→ **Data**
================================

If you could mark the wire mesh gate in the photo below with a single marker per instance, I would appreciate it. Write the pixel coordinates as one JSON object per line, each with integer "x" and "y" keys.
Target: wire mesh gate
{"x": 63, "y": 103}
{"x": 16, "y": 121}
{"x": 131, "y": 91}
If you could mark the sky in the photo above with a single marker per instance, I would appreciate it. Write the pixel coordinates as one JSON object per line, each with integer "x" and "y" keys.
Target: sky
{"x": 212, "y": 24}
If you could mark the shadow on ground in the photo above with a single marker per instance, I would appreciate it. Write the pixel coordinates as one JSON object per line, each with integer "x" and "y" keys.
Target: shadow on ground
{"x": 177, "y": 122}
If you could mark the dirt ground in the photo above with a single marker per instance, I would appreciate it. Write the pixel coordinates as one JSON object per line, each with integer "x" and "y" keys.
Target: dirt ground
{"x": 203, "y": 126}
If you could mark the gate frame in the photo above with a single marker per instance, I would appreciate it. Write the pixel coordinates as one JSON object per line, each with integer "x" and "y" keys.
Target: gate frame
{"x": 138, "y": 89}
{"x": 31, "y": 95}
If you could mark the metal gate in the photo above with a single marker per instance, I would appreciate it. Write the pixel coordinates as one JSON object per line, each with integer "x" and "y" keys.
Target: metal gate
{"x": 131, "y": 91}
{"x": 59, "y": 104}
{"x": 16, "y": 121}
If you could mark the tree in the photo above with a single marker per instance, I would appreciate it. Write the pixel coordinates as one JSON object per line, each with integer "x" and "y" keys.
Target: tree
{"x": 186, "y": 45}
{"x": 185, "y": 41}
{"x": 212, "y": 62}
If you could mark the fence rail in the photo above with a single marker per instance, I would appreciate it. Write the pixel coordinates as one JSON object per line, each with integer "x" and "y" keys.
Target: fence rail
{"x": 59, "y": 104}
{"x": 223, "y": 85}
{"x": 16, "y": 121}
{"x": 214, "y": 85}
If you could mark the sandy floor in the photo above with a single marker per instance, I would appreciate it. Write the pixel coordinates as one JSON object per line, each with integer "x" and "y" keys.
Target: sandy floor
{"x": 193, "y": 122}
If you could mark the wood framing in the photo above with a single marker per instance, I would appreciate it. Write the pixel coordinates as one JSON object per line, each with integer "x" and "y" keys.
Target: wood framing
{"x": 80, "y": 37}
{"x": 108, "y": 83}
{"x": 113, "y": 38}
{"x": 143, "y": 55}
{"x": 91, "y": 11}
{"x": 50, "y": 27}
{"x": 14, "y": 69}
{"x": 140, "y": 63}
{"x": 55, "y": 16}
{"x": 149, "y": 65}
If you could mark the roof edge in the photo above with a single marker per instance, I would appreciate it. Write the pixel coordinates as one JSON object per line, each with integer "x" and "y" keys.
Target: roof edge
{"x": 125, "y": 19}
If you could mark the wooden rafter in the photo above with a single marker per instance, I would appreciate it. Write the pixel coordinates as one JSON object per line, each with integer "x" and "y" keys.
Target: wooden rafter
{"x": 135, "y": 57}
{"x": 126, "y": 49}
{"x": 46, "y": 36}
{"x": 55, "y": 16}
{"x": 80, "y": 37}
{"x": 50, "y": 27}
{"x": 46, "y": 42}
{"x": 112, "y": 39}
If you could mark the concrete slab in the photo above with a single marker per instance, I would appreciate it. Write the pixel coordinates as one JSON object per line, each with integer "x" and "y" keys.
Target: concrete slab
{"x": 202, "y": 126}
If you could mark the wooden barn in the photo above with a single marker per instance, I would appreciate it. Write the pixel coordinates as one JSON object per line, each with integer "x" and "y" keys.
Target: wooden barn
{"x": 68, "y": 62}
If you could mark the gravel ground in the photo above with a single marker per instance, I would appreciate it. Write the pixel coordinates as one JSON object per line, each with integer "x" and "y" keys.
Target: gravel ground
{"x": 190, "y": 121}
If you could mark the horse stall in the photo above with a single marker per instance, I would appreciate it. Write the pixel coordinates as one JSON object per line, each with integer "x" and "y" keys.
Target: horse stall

================================

→ **Exercise directions**
Track down every line in the entries that includes the string "horse", and copy it.

→ **Expected output**
If you could mark the horse stall in the photo above with a single marker per instance, I would appreciate it. Write the pixel coordinates as one JSON object per line, each with integer "x" and "y" keys.
Target: horse stall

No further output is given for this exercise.